### Shape annotation entries
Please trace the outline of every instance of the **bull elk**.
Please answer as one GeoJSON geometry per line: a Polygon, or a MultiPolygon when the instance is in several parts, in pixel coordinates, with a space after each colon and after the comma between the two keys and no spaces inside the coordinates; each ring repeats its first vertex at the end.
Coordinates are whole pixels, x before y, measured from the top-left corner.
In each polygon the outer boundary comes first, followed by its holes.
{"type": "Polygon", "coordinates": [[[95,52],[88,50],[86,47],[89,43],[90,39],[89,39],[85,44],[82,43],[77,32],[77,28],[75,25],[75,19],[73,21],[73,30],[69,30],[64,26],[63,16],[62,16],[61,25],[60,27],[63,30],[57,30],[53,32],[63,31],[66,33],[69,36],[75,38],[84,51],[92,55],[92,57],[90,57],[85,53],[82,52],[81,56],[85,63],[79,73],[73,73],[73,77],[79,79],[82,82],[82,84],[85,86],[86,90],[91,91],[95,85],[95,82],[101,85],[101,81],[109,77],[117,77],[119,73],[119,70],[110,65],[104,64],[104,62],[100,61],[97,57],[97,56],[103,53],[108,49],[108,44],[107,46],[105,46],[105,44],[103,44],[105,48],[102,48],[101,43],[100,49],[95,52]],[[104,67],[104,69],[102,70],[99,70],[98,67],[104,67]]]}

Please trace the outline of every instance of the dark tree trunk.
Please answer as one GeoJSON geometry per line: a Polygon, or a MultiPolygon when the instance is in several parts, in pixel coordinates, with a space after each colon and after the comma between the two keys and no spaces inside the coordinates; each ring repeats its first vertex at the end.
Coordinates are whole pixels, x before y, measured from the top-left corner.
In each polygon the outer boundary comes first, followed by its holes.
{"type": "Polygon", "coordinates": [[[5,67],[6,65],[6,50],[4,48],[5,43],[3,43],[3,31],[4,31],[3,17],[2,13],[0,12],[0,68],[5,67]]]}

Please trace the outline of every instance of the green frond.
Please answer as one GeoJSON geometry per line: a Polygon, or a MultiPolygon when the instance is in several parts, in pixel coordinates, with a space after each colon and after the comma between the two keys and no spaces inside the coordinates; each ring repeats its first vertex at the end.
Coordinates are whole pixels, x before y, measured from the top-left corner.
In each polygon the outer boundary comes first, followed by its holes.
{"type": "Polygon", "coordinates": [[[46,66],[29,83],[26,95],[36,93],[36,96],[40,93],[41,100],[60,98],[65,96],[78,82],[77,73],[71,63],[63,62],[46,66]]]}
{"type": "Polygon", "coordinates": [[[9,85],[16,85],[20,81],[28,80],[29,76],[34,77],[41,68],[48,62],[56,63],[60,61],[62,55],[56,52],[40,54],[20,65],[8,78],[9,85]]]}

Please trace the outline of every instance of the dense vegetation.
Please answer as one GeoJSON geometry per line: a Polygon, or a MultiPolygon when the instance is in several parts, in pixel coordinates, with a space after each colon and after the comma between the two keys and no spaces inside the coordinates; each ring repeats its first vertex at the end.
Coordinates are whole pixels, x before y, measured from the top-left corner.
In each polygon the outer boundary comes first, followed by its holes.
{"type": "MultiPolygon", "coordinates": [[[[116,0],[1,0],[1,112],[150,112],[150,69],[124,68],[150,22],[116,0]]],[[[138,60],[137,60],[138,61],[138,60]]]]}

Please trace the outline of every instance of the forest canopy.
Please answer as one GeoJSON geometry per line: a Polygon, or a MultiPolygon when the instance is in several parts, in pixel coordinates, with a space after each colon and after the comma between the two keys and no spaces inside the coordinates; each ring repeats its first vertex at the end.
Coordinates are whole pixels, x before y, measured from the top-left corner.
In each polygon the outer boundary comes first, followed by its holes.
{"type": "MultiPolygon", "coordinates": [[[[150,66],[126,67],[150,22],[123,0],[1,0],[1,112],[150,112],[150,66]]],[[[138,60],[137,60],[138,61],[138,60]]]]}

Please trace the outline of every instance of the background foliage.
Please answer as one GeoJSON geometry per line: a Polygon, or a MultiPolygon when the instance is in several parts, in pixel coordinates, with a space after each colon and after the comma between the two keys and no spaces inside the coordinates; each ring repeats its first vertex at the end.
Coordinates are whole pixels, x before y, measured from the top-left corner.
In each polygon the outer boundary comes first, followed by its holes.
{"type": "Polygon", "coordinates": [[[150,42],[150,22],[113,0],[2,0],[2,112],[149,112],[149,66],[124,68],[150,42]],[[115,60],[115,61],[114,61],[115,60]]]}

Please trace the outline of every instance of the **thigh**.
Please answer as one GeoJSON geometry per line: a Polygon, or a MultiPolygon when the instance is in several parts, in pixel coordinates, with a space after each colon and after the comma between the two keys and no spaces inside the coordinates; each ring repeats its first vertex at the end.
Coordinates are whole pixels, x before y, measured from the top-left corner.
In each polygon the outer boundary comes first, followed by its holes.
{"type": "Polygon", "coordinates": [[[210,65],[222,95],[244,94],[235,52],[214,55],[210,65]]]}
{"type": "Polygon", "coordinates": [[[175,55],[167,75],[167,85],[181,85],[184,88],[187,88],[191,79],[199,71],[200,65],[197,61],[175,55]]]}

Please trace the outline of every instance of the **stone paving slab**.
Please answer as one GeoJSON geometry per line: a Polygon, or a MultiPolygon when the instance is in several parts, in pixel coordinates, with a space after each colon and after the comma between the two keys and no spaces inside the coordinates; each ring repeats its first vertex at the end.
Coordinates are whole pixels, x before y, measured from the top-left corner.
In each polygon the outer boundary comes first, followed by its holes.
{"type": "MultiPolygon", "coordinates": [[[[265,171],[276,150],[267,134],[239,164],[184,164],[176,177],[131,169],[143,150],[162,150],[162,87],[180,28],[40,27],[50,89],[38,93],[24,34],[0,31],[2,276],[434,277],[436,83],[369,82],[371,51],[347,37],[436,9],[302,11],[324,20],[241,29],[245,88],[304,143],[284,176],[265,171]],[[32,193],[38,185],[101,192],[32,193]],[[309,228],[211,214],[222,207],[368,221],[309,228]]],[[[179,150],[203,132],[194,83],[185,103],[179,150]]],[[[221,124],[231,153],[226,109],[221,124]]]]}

### Exercise
Copy word for word the stretch of the data from the line containing "Please trace the outline of every instance of the **stone" through the end of the data.

### Written answer
Please trace the outline of every instance of the **stone paving slab**.
Please answer as one GeoJSON geometry per line: a Polygon, or a MultiPolygon when the instance is in several parts, in pixel coordinates, with a space after each colon and after the comma between the two keys and no spaces inside the coordinates; each ring repeats its first vertex at the end.
Coordinates are whole pixels, x before y, measured from the top-left corner.
In each polygon the outer boundary comes first, followed by its holes.
{"type": "MultiPolygon", "coordinates": [[[[265,171],[276,150],[267,134],[239,164],[184,164],[176,177],[131,169],[143,150],[162,150],[162,87],[180,28],[40,27],[50,89],[38,93],[24,34],[0,31],[2,276],[434,277],[436,83],[369,82],[371,51],[347,37],[436,9],[302,11],[324,20],[241,29],[245,88],[304,143],[284,176],[265,171]],[[32,193],[38,185],[101,192],[32,193]],[[309,228],[211,214],[222,207],[368,221],[309,228]]],[[[179,150],[203,132],[194,83],[185,103],[179,150]]],[[[221,124],[231,153],[226,109],[221,124]]]]}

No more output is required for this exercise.